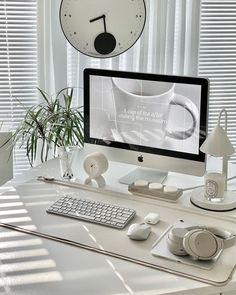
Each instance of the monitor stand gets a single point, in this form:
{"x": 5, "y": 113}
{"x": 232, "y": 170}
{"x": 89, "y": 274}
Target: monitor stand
{"x": 151, "y": 175}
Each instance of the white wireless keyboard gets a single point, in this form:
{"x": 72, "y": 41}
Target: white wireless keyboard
{"x": 92, "y": 211}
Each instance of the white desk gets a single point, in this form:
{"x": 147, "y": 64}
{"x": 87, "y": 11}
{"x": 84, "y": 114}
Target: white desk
{"x": 47, "y": 267}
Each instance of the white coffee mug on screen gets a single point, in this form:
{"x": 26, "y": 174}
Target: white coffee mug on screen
{"x": 145, "y": 105}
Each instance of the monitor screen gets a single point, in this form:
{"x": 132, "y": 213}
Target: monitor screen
{"x": 155, "y": 114}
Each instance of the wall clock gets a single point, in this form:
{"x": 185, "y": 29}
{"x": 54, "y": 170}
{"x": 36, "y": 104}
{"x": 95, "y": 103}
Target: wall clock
{"x": 102, "y": 28}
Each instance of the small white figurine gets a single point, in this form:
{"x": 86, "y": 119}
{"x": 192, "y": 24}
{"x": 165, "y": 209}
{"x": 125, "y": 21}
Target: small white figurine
{"x": 95, "y": 165}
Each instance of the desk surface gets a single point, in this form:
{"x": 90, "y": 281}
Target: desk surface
{"x": 32, "y": 265}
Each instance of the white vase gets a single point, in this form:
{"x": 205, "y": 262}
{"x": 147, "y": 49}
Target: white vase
{"x": 66, "y": 156}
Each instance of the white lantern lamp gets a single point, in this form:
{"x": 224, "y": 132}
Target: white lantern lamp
{"x": 217, "y": 144}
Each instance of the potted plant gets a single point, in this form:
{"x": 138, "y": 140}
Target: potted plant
{"x": 50, "y": 127}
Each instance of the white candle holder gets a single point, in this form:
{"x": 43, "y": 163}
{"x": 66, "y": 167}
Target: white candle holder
{"x": 214, "y": 185}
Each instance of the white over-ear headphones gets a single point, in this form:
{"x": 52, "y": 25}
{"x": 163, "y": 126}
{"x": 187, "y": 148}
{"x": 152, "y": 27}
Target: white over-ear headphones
{"x": 203, "y": 243}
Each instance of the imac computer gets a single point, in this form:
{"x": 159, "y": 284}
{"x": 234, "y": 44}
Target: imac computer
{"x": 152, "y": 121}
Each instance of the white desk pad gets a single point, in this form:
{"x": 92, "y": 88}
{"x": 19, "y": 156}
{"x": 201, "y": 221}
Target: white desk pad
{"x": 24, "y": 209}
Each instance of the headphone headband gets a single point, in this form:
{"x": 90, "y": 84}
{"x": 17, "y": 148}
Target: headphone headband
{"x": 228, "y": 237}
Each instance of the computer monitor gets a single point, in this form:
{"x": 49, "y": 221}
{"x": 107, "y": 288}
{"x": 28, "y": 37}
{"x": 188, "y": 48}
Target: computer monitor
{"x": 152, "y": 121}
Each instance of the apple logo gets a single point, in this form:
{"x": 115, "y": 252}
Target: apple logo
{"x": 140, "y": 158}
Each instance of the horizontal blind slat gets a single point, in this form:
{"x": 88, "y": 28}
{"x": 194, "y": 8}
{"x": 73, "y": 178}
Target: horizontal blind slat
{"x": 18, "y": 66}
{"x": 217, "y": 60}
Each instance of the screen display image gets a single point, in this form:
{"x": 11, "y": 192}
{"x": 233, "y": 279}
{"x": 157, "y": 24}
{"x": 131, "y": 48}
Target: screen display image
{"x": 156, "y": 114}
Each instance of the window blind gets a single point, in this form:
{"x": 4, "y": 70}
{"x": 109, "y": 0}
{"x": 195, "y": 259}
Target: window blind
{"x": 18, "y": 66}
{"x": 217, "y": 59}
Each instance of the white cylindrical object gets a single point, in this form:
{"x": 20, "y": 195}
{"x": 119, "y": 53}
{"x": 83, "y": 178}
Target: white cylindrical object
{"x": 215, "y": 186}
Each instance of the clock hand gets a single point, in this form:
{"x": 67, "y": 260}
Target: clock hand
{"x": 105, "y": 42}
{"x": 98, "y": 18}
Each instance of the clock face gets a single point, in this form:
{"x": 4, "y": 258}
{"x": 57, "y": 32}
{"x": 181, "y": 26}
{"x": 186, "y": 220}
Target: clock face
{"x": 102, "y": 28}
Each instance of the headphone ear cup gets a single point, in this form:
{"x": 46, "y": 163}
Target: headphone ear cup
{"x": 201, "y": 244}
{"x": 175, "y": 241}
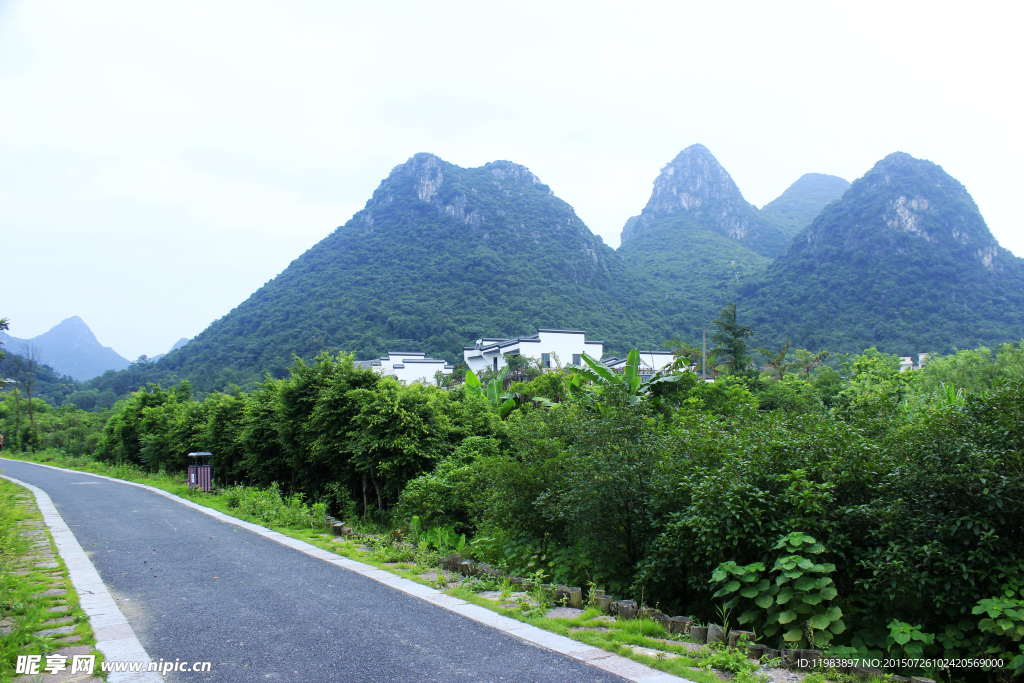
● ● ● ● ● ● ●
### Objectif énoncé
Comptez les lignes ci-dessus qui contiennent le mot « cylindrical ». Indiquez uniquement ce nombre, s'il vous plaît.

### Résultat
2